--- START ---
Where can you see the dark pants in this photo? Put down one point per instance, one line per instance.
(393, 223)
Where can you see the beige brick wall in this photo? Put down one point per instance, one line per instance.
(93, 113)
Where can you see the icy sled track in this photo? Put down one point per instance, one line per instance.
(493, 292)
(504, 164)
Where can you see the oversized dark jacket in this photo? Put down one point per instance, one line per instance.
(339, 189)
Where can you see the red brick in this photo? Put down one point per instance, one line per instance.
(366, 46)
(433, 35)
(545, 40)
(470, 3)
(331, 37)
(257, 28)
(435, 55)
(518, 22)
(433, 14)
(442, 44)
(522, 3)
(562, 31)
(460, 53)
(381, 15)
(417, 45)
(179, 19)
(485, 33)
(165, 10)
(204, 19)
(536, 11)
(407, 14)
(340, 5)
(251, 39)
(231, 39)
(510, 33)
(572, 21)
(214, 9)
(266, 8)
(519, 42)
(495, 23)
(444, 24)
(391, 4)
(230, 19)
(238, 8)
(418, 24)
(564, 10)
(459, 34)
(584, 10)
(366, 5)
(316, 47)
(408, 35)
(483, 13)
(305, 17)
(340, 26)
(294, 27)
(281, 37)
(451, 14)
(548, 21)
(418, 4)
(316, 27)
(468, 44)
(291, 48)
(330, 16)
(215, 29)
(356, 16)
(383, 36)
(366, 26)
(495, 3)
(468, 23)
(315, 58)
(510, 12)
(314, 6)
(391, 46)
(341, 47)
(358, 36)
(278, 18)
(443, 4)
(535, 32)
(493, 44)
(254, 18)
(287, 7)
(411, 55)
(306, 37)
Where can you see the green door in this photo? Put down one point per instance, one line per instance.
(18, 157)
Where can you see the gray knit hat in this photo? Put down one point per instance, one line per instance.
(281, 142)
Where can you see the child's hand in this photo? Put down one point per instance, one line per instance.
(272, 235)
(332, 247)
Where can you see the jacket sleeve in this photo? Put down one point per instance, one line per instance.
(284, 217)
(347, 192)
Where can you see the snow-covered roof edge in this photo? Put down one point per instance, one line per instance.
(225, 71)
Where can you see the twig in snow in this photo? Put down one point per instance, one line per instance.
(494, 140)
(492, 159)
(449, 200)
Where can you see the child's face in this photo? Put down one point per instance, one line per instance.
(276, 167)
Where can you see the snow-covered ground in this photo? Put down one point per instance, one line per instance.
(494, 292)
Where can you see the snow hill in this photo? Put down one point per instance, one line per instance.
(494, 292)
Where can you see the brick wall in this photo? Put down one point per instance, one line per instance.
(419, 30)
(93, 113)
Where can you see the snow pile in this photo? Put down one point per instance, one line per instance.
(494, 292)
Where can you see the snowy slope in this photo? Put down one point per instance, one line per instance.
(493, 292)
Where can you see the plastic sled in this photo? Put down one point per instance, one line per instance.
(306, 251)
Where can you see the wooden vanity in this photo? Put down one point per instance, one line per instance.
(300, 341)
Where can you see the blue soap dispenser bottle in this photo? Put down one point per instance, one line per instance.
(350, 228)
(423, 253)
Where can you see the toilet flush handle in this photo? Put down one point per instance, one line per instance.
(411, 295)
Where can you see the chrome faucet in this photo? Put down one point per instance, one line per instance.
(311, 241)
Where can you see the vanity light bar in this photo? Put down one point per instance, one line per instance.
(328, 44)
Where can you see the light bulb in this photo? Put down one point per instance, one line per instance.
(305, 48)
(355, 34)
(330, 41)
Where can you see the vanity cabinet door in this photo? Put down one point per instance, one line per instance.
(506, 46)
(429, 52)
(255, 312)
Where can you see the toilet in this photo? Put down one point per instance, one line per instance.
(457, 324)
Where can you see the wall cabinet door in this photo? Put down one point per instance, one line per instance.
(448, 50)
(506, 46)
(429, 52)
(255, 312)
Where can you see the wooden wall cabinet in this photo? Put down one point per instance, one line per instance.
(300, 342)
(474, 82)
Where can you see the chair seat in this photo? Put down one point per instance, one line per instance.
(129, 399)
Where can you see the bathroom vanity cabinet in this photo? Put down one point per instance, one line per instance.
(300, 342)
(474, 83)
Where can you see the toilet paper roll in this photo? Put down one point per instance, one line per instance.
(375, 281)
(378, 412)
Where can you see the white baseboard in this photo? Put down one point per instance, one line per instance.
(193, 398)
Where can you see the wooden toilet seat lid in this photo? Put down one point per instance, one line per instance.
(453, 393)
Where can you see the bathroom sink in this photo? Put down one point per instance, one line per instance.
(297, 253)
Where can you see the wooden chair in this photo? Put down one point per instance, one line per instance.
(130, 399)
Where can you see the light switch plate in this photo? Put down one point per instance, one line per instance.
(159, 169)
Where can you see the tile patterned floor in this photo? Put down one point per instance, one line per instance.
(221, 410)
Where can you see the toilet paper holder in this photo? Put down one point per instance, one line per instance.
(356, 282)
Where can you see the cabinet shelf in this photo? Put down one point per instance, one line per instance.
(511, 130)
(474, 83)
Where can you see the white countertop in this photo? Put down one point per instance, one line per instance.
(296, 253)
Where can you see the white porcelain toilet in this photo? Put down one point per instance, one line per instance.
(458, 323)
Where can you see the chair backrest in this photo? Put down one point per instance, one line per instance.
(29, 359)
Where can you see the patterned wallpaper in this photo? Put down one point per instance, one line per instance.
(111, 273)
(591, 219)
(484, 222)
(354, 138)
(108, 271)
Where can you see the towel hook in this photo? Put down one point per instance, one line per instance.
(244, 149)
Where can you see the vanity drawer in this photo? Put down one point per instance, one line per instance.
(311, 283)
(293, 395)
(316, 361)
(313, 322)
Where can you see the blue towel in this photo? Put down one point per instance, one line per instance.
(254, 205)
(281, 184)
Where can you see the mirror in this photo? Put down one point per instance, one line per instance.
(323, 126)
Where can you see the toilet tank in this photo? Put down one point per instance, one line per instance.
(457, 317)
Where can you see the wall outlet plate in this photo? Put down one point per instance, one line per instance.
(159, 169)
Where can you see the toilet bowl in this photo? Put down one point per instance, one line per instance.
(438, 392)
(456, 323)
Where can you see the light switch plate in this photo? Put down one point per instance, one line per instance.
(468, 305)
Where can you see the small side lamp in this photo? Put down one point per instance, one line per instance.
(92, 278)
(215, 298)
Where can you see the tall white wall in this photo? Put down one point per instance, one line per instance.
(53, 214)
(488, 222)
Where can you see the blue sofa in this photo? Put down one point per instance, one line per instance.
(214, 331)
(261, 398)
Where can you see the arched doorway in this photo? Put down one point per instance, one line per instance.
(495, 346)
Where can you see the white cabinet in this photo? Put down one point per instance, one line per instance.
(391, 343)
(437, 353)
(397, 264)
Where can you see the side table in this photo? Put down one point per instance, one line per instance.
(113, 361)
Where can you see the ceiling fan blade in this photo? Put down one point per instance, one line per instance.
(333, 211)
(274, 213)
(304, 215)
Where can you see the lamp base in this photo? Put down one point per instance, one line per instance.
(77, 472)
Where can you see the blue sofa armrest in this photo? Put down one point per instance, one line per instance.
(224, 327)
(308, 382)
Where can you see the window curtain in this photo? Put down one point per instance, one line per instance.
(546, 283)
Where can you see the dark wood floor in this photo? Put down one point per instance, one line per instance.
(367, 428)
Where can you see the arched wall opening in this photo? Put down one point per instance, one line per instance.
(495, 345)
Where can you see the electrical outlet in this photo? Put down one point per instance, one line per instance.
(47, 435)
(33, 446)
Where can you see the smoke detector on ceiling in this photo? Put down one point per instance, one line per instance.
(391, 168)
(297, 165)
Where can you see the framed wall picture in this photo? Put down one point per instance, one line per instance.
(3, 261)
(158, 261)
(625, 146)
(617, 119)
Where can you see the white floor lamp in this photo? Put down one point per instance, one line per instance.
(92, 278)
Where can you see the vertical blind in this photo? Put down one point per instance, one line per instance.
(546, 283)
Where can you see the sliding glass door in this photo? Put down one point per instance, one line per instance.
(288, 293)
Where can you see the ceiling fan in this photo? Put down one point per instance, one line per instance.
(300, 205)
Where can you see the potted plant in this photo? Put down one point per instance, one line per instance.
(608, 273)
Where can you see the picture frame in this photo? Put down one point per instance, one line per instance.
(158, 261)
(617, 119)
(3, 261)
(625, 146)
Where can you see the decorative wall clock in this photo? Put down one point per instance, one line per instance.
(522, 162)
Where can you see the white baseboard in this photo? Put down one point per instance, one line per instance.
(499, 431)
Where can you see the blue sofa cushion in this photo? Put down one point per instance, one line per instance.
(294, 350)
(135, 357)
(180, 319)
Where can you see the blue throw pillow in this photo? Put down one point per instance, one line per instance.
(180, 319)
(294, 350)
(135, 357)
--- END ---
▸ **WRITTEN EXERCISE**: Copy out exactly the lines from the line with "Where can you see the smoke" to the end of the listing, including both of those lines, and give nothing else.

▸ **TASK RESPONSE**:
Where can you see the smoke detector on ceiling in this photo? Put down one point per instance, one line per instance.
(391, 168)
(297, 165)
Where can you see the framed wall picture in this photo? Put down one point per instance, one line per instance.
(3, 261)
(158, 261)
(625, 146)
(617, 119)
Where can you see the white floor lamp in this photo? Put down one point per instance, one line per instance.
(92, 278)
Where can you see the vertical blind in this photo? Put down one point per instance, one line per instance.
(546, 283)
Where can you see the sliding glass door in this photo? Put down one point per instance, one line per instance.
(288, 293)
Where can you see the ceiling fan in this photo? Put down one point per instance, one line per instance.
(300, 205)
Where can you see the potted plant in this photo? Put down one point per instance, one line per instance.
(608, 273)
Where can you see the picture frame in this photo? Put down one point per instance, one line per instance.
(158, 261)
(617, 119)
(3, 261)
(625, 146)
Where can you see the decorative wall clock in this photo? Put down one point per instance, one line per instance.
(522, 162)
Where can you see the white baseboard in this photo? Put down one point per instance, one line per instance.
(499, 431)
Where can you see the blue sofa cushion in this photo? Put down one point per instance, one line per instance.
(294, 350)
(135, 357)
(180, 319)
Where can you see the blue throw pillow in this photo? Put down one point per instance, one line per instance.
(180, 319)
(294, 350)
(135, 357)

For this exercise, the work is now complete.